Anonymes ou ridicules...
Ainsi, passé le séisme du 21 avril 2002 et les serments de lucidité
d'alors, la représentation de la France d'en bas demeure caricaturale.
Malgré les répliques de 2005 (non à la constitution européenne), 2007
(triomphe sarkozyste dans la France qui souffre) et 2010 (record
d'abstention dans les milieux populaires), la France d'en haut n'aime voir
son peuple que lorsqu'il est grossier dans ses manières et fragile sur les
valeurs. Rosetta des frères Dardenne était de ce point de vue un film
parfait, puisque les fauchés se comportaient comme des rats. Au cinéma
comme au journal de 20 heures, l'électeur FN et la racaille de banlieue
sont plus photogéniques, donc plus aimables, que le Patrick Chirac-Franck
Dubosc dans sa zone pavillonnaire, au volant de sa R21 et devant sa tente
de camping. Pour prétendre exister, le Français moyen doit, comme Serge
Pilardosse-Depardieu, confier son destin à deux auteurs foutraques
légèrement politisés, comme Delépine et Kervern. Anonymes ou ridicules,
terrible choix !
Le Quai de
Ouistreham, éd. de
l'Olivier.
Delépine
: " Nous, on fait du cinéma "
Marianne : Comme son surnom l'indique,
Depardieu-Mammuth apparaît bestial. Pourquoi ?
Benoît Delépine : Nous avons filmé
nos amis tels qu'ils sont dans la vie. Gérard n'est pas bestial, il est
hyperjuste.
Vous connaissez beaucoup de gens, même
pauvres, qui fêtent le départ d'un collègue en tablier sanguinolent
?
B.D. : Dans cette usine, les
ouvriers font les trois-huit. Ce sont eux, les vrais ouvriers, qu'on voit
à l'image. Ils n'ont pas eu le temps de se changer.
Ni d'attendre pour dévorer les chips,
crac-crac-crac ?
B.D. : On voulait une perturbation,
pour la bande-son.
Entre le peuple réel et le peuple qui
fait rire, votre choix est fait...
B.D. : Nous faisons du cinéma. Nous
utilisons des aspects de la réalité, mais nous ne prétendons pas montrer
la réalité sociale de la France.

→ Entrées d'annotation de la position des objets
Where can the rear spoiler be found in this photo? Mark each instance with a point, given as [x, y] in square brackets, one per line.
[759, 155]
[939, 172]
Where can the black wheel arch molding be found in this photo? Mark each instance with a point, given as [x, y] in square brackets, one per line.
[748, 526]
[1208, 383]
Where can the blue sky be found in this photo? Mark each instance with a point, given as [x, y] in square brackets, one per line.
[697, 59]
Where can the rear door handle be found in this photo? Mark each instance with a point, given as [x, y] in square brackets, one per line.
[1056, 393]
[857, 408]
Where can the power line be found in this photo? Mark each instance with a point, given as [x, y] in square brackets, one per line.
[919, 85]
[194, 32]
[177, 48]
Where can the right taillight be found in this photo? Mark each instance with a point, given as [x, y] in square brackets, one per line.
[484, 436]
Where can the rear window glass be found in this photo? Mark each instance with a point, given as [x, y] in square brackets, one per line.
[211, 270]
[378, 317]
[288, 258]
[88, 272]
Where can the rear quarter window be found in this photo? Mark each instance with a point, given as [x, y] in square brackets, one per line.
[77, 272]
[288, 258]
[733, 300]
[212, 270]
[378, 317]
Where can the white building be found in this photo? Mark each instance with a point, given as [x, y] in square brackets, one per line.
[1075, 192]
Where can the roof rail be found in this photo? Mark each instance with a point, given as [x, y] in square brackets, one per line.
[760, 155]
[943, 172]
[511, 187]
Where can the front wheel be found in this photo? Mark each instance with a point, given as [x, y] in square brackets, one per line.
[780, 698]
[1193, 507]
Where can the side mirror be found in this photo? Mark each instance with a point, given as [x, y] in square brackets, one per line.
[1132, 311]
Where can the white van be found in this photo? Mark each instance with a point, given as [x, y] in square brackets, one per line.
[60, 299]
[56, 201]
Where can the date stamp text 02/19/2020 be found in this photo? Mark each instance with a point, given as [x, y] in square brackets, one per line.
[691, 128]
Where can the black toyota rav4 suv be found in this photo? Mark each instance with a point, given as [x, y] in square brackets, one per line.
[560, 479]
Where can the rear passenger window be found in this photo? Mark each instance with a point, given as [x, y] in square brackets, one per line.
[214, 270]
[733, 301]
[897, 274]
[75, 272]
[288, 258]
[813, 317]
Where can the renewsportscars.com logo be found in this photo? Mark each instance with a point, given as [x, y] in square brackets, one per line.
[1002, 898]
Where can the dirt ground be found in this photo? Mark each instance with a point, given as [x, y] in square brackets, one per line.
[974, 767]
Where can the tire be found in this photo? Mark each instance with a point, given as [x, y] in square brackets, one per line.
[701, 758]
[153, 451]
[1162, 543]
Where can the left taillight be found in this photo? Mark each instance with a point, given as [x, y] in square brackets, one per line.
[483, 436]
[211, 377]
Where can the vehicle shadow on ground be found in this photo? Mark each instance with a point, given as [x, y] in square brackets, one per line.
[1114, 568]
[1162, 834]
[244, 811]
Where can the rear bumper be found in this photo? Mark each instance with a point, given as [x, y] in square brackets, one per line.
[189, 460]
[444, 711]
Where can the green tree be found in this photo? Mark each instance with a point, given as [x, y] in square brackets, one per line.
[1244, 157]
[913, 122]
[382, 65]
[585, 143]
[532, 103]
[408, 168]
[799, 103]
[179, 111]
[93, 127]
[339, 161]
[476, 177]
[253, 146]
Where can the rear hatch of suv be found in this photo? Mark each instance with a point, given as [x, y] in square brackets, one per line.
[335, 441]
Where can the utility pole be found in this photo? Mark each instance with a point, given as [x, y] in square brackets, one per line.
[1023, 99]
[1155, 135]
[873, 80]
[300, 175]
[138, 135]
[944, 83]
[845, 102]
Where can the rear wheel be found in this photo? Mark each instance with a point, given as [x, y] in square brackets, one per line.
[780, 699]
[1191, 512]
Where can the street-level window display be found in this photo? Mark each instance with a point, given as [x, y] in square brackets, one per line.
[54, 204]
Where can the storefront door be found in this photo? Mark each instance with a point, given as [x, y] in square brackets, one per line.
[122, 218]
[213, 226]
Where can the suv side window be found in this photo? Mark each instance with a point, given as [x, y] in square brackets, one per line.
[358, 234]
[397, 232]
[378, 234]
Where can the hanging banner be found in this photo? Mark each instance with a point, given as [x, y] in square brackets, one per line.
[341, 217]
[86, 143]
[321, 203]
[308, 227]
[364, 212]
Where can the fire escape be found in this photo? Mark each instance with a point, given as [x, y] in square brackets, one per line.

→ Travail à faire
(1) Dans le texte sur la représentation du peuple au cinéma, que Benoît Delépine dit-il avoir voulu obtenir avec la scène des chips ?
(2) Prolongez le texte sur la représentation du peuple au cinéma après sa dernière phrase.

→ Réponses par tâche
(1) Il dit avoir voulu une perturbation pour la bande-son.

(2)
Quand Depardieu ignore l'homme qui gît
sur le carrelage du Super U, quelle est la part de réalité ?
B.D. : C'est de l'humour
noir.
Et quand il raye deux voitures en tentant
de passer son chariot ?
B.D. : C'est un gag. Charlie
Chaplin, ça vous dit quelque chose ?
Va pour l'humour ! Mais on est loin de la
critique sociale dont se repaissent les journalistes qui commentent votre
film...
B.D. : Depuis quarante ans, le
cinéma français raconte des histoires de bourgeois qui se déchirent dans
de grands appartements. Alors forcément, quand les critiques voient sur
grand écran un abattoir ou un prolo, la confrontation avec la vraie vie,
ça leur fait un choc.
Vous revenez au réel...
B.D. : En montrant un ouvrier qui
traverse la France à moto pour récupérer ses points de retraite, on montre
les effets pervers du libéralisme. La pression au travail, les suicides de
France Télécom, on ne les a pas inventés.
Dans Louise-Michel, votre précédent film,
des ouvrières licenciées décident de buter le patron. C'est votre
conception de la lutte sociale, dans la vraie vie ?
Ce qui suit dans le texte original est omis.